**Directions**
A. Translate this sentence from the news report into Spanish: "Two more cases were reported in the southern port city of Aden and one in Taiz, the country's national emergency coronavirus committee said in a Facebook post."
B. For each statement, say whether it agrees with the news report, answering yes or no and quoting the words that decide it. (i) Yemen's total of confirmed cases reached nine. (ii) Taiz has been under siege since 2018. (iii) Hadi told the Health Ministry to send medical teams to Taiz.
C. List every city named in the news report.

**Reading text**
AL-MUKALLA: Yemen recorded more cases of coronavirus disease (COVID-19) on Saturday, bringing the total number of confirmed cases to nine with a death toll of two amid renewed calls for a humanitarian truce.
Two more cases were reported in the southern port city of Aden and one in Taiz, the country’s national emergency coronavirus committee said in a Facebook post.
The detection of new cases in Taiz has stoked fears about the rapid spread of the disease in a city that has seen the fiercest battles between the Iran-backed Houthis and the internationally recognized government, and which has been under a Houthi siege since early 2015. Fighting and the siege have destroyed the city’s health system, local officials say.
Yemeni President Abed Rabbo Mansour Hadi on Saturday called Taiz Gov. Nabil Shamsan to discuss new measures and efforts to confront the spread of coronavirus. State news agency Saba reported that Hadi instructed the Health Ministry to urgently send medical supplies and medical teams to the city.

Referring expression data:
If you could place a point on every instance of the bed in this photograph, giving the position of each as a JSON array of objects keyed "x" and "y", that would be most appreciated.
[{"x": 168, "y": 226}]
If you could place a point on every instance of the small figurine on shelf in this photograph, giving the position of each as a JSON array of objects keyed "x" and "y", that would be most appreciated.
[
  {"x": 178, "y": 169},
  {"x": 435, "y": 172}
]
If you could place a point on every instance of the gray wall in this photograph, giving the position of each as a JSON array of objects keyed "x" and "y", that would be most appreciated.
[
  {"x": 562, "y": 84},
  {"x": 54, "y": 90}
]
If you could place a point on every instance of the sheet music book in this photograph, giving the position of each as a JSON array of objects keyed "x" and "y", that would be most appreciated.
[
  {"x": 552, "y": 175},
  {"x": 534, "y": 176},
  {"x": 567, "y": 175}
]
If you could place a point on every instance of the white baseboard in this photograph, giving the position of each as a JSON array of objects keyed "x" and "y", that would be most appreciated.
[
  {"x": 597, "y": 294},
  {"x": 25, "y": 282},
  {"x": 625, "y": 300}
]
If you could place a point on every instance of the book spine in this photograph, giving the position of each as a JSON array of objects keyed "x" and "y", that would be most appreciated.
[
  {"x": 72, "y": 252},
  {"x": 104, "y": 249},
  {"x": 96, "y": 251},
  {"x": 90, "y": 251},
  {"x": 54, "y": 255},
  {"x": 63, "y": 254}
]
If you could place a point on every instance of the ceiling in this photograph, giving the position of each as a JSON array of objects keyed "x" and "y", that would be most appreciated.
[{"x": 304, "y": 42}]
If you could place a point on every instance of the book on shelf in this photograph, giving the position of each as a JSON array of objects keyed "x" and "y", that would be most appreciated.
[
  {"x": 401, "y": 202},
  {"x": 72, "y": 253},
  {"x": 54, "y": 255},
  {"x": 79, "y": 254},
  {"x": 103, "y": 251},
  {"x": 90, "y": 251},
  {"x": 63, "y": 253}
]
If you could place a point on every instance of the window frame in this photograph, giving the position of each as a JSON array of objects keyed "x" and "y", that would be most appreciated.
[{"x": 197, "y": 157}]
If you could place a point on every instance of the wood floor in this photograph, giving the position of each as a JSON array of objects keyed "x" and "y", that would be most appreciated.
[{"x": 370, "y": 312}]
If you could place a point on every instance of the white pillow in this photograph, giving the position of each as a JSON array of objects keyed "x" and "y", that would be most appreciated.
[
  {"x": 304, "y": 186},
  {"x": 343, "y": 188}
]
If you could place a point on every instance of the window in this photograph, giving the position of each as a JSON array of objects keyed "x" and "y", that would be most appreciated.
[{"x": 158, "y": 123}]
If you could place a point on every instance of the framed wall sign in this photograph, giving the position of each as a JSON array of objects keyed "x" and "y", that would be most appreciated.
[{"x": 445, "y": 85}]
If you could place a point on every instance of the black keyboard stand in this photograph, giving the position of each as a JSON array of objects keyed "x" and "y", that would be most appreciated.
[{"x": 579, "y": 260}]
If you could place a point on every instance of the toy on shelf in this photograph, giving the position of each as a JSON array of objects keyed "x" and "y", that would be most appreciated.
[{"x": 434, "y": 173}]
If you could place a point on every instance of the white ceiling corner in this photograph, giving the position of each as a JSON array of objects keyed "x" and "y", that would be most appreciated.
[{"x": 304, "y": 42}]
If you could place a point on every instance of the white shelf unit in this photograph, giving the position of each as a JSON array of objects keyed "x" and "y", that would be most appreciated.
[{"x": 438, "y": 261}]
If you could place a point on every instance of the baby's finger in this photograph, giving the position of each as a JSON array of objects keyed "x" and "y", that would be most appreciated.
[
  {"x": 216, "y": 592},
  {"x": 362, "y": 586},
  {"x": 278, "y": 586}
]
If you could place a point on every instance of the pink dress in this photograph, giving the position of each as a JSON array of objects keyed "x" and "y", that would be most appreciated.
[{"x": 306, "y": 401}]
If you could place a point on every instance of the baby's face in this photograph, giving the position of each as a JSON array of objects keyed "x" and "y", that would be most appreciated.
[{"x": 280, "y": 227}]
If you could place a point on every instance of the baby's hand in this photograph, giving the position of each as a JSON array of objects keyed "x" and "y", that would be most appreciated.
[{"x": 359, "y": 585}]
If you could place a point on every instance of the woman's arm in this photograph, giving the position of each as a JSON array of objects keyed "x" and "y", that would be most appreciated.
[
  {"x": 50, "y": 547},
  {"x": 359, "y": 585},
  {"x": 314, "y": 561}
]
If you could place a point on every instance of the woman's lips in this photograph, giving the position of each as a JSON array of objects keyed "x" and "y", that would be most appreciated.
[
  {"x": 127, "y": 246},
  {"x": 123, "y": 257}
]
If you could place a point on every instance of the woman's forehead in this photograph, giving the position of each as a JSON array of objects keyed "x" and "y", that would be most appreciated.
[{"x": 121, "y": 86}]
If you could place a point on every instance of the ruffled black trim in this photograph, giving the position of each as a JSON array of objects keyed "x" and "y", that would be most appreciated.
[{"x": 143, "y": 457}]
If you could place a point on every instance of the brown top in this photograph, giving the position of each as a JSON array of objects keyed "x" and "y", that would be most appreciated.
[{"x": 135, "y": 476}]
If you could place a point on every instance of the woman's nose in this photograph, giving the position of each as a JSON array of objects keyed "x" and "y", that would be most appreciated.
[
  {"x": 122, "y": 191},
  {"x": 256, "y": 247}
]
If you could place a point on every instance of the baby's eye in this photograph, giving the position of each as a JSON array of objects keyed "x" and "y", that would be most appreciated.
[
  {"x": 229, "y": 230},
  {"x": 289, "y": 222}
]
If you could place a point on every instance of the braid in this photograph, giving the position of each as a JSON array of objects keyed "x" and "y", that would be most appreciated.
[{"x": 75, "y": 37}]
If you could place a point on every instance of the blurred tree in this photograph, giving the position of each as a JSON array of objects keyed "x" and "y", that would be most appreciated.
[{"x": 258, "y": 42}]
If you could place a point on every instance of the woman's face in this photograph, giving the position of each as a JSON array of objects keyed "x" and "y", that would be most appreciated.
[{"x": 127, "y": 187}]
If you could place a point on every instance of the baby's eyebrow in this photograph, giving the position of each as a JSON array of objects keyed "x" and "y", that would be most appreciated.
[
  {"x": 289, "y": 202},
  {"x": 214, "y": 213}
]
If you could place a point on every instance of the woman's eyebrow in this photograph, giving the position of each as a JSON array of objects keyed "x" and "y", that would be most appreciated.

**Results for each task**
A. Se reportaron dos casos más en la ciudad portuaria sureña de Adén y uno en Taiz, dijo el comité nacional de emergencia contra el coronavirus del país en una publicación en Facebook.

B.
(i) Yes: "bringing the total number of confirmed cases to nine"
(ii) No: "under a Houthi siege since early 2015"
(iii) Yes: "instructed the Health Ministry to urgently send medical supplies and medical teams to the city"

C. Al-Mukalla, Aden, Taiz